Problem description:
Copy out the passage on common pitfalls of advance care planning word for word, from its heading to its final sentence.

Source extract:
══════
COMMON PITFALLS OF ADVANCE CARE PLANNING
Planning other issues that face patients at the end of their lives is critical if their needs and expectations are to be respected by health care professionals and family members who will survive them. Although it would be ideal if all patients and families prepared for death well in advance of the final hours of their lives, most patients with advanced illnesses and their families have not discussed or prepared for their death.
As patients approach the last hours of their lives, they have a last chance to finish their business, create final memories, give final gifts, and say their good-byes. If appropriately assisted, considerable planning can be accomplished around many of these issues.
The 5-step model for eliciting, documenting, and following advance directives can be used to guide these decision-making processes and to document patient choices. As these important tasks are generally more than individual physicians can handle, other members of the interdisciplinary team can help patients and families complete their business and get their affairs in order.
══════
Data:
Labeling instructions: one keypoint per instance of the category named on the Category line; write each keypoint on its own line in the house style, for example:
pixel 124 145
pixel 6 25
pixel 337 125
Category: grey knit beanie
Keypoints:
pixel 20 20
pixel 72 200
══════
Response to this exercise:
COMMON PITFALLS OF ADVANCE CARE PLANNING
Planning other issues that face patients at the end of their lives is critical if their needs and expectations are to be respected by health care professionals and family members who will survive them. Although it would be ideal if all patients and families prepared for death well in advance of the final hours of their lives, most patients with advanced illnesses and their families have not discussed or prepared for their death.
As patients approach the last hours of their lives, they have a last chance to finish their business, create final memories, give final gifts, and say their good-byes. If appropriately assisted, considerable planning can be accomplished around many of these issues.
The 5-step model for eliciting, documenting, and following advance directives can be used to guide these decision-making processes and to document patient choices. As these important tasks are generally more than individual physicians can handle, other members of the interdisciplinary team can help patients and families complete their business and get their affairs in order.